=== Records shown ===
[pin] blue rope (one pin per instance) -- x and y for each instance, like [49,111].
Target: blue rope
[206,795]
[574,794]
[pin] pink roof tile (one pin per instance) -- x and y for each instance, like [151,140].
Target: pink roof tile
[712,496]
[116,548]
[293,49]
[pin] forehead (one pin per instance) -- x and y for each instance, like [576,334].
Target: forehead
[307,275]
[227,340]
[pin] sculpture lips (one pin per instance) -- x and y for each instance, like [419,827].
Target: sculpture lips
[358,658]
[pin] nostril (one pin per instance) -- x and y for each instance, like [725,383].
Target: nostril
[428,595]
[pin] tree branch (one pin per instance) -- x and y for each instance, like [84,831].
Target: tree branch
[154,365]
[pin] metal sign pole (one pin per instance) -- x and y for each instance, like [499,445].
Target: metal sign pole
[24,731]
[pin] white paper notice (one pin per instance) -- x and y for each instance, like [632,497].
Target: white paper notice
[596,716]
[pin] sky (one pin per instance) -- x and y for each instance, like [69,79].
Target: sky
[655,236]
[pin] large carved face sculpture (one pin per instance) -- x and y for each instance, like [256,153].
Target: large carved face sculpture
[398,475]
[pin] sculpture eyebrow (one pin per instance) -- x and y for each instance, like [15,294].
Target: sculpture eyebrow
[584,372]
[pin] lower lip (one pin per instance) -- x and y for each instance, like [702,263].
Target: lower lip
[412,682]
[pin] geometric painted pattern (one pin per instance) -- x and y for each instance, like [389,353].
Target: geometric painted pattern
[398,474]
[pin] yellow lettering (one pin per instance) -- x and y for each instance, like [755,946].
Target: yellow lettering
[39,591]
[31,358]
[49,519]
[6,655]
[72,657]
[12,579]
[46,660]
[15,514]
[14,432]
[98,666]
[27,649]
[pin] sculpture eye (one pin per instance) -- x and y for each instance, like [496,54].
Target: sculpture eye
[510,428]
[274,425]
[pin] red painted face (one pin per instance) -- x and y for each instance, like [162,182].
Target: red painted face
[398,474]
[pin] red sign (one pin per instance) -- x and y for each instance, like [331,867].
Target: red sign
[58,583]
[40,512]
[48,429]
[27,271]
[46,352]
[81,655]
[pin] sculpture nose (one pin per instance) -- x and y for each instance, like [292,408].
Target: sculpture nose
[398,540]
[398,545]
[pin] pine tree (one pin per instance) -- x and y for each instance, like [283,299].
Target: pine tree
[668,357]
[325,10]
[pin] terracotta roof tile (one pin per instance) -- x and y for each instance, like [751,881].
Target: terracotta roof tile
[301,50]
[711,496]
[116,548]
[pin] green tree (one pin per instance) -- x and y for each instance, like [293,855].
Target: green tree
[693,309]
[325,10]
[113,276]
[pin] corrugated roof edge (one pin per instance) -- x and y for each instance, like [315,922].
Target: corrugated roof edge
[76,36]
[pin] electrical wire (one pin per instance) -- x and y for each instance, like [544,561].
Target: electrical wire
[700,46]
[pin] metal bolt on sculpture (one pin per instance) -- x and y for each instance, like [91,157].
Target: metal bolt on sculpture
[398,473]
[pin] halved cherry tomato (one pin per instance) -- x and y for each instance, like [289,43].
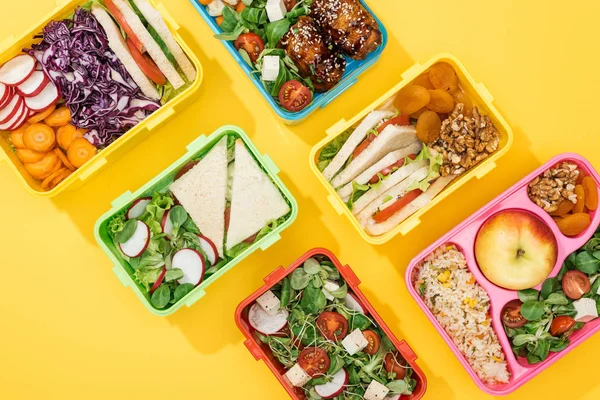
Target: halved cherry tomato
[561,324]
[146,64]
[386,213]
[374,342]
[395,363]
[314,361]
[387,170]
[114,10]
[294,96]
[332,325]
[252,43]
[575,284]
[511,314]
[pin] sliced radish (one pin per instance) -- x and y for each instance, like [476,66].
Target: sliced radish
[17,70]
[47,97]
[334,388]
[138,242]
[209,249]
[191,263]
[265,323]
[138,207]
[352,303]
[34,84]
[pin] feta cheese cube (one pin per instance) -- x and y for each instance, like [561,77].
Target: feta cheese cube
[276,10]
[376,391]
[586,310]
[328,287]
[269,302]
[297,376]
[355,342]
[270,69]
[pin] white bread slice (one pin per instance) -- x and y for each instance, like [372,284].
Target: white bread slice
[353,141]
[394,179]
[201,191]
[158,23]
[255,200]
[389,159]
[150,44]
[119,47]
[393,137]
[377,229]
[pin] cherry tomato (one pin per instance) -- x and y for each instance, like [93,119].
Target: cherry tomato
[314,361]
[123,23]
[294,96]
[388,170]
[511,314]
[332,325]
[395,363]
[374,342]
[561,324]
[252,43]
[576,284]
[386,213]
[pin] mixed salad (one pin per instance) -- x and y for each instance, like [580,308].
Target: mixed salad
[541,322]
[322,335]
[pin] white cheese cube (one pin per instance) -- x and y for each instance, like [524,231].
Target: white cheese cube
[376,391]
[270,69]
[215,8]
[586,310]
[269,302]
[297,376]
[355,342]
[276,10]
[328,287]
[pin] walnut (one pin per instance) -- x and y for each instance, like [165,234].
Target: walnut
[555,185]
[465,140]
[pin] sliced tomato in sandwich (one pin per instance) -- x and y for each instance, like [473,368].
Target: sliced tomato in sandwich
[398,205]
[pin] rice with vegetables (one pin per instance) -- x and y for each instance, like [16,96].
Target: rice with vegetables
[462,307]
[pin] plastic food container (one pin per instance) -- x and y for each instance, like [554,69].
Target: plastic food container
[12,46]
[354,69]
[463,236]
[199,146]
[481,98]
[262,351]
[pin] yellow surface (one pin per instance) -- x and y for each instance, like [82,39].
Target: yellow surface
[70,330]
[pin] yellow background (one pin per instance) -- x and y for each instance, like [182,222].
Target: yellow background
[68,329]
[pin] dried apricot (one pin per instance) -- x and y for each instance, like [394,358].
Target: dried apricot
[441,101]
[428,127]
[442,76]
[411,99]
[462,97]
[591,192]
[580,192]
[574,224]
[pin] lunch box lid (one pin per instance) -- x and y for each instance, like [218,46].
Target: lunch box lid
[354,69]
[122,269]
[12,46]
[483,99]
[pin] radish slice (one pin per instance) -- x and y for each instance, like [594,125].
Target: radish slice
[17,70]
[138,242]
[191,263]
[265,323]
[209,249]
[11,109]
[352,303]
[47,97]
[334,388]
[33,85]
[138,207]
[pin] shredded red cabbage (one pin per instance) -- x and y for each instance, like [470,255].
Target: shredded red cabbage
[102,96]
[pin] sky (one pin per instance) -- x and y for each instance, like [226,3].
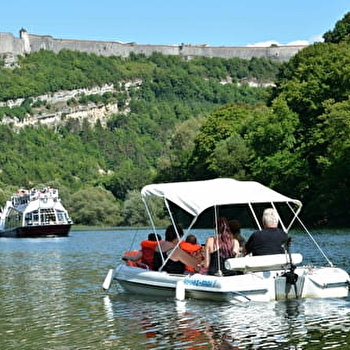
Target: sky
[173,22]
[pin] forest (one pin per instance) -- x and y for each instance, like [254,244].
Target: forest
[186,120]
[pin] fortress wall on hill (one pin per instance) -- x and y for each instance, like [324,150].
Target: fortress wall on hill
[28,43]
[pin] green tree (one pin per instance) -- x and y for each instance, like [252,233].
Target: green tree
[94,206]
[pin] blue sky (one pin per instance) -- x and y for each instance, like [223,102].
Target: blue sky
[172,22]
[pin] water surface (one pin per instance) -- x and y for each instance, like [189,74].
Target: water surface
[51,298]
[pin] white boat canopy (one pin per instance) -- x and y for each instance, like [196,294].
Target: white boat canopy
[196,196]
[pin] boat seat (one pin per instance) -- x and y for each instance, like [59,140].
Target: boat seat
[262,262]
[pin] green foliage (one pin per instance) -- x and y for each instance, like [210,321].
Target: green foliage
[183,120]
[94,206]
[135,214]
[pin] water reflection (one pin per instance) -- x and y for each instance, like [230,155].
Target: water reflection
[191,324]
[51,298]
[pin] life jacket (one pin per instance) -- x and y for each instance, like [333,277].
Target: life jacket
[147,249]
[130,262]
[194,250]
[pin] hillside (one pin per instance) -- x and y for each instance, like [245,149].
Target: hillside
[99,128]
[83,121]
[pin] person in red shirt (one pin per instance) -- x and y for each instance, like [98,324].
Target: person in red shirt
[144,257]
[147,249]
[191,246]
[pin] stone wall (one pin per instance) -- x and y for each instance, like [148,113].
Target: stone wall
[27,43]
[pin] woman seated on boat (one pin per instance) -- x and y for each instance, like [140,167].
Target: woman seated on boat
[270,239]
[191,247]
[219,248]
[235,228]
[176,258]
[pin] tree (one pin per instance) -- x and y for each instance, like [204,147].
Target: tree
[94,206]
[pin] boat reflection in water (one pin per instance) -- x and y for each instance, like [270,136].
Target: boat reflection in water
[191,324]
[35,213]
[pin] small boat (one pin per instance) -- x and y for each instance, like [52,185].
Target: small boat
[197,204]
[35,213]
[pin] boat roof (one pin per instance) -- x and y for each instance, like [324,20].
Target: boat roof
[196,196]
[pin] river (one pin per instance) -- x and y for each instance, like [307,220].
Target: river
[51,298]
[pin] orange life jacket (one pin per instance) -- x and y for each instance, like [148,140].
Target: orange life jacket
[147,249]
[194,250]
[130,262]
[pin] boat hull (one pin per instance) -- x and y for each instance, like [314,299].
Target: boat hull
[61,230]
[323,282]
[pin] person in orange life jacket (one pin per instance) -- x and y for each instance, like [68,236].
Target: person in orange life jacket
[147,249]
[176,258]
[191,247]
[145,255]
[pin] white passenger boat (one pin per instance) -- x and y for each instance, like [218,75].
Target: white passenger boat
[35,213]
[260,278]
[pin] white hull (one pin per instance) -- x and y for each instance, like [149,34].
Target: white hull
[322,282]
[257,278]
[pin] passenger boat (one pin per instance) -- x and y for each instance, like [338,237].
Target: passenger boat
[260,278]
[35,213]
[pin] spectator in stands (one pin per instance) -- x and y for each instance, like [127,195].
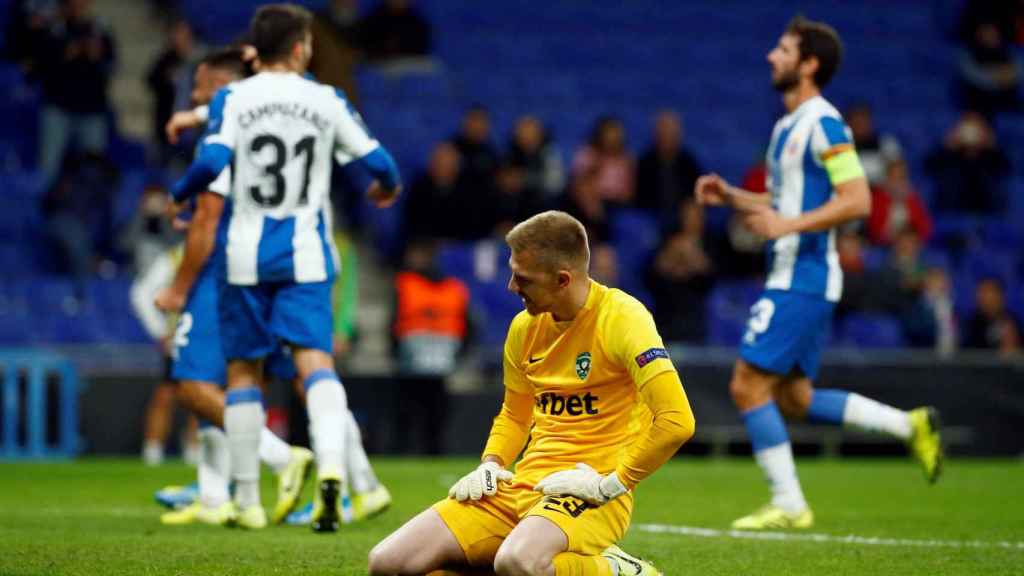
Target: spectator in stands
[876,151]
[667,172]
[585,203]
[989,70]
[605,156]
[992,326]
[741,251]
[394,30]
[163,78]
[28,28]
[336,45]
[150,234]
[439,204]
[680,278]
[604,264]
[429,332]
[969,168]
[895,206]
[931,323]
[479,156]
[78,214]
[75,69]
[532,152]
[512,201]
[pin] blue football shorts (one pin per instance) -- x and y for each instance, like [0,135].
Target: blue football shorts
[786,330]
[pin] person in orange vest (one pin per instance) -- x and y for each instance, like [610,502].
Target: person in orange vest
[430,329]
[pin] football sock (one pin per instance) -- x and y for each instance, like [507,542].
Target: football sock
[357,468]
[214,468]
[327,405]
[243,422]
[273,451]
[774,454]
[870,415]
[153,452]
[571,564]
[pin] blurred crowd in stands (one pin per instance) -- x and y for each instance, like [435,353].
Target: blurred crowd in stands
[473,188]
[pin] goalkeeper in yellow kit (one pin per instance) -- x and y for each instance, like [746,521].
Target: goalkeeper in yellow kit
[589,383]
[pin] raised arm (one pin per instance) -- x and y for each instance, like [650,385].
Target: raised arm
[200,243]
[712,190]
[672,426]
[215,151]
[355,144]
[833,149]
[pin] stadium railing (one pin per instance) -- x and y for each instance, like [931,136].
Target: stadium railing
[27,417]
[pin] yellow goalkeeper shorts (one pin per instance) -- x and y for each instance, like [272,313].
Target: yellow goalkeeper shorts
[481,526]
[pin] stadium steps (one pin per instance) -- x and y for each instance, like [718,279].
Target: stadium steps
[139,39]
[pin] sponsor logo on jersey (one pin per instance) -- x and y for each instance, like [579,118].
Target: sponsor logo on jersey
[650,355]
[583,365]
[573,405]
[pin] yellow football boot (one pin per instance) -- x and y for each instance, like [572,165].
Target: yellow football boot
[772,517]
[290,483]
[926,442]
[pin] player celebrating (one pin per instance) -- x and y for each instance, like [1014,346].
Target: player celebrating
[282,130]
[588,379]
[816,183]
[199,366]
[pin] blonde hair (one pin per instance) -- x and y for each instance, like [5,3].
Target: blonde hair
[557,241]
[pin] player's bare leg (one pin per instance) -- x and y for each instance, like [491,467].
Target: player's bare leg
[203,399]
[327,405]
[421,545]
[793,395]
[530,548]
[752,391]
[243,422]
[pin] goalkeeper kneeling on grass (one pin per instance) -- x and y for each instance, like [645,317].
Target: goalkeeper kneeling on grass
[588,380]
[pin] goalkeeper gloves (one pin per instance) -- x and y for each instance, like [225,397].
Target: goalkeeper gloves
[584,483]
[479,483]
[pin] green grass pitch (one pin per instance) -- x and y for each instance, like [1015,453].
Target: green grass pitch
[97,517]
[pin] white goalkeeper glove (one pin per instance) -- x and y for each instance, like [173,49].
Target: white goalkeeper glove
[584,483]
[479,483]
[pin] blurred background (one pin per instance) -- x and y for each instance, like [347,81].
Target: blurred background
[606,109]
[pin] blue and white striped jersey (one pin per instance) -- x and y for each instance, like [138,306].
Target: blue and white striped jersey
[284,131]
[805,262]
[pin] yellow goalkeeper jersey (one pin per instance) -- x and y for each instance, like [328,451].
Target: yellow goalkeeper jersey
[585,376]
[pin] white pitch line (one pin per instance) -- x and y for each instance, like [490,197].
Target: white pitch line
[822,538]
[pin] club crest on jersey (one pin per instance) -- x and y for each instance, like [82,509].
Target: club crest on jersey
[583,365]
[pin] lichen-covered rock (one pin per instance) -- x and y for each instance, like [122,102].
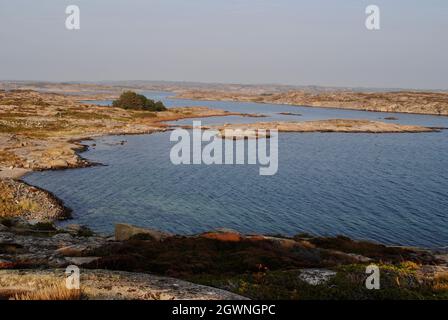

=== The request ===
Please gather every line in the data above that contains the word "seated", and copy each one out in full.

=== Right answer ===
[pin] woman seated on boat (one pin per instance) -- x and y for each instance, like [140,167].
Target: woman seated on boat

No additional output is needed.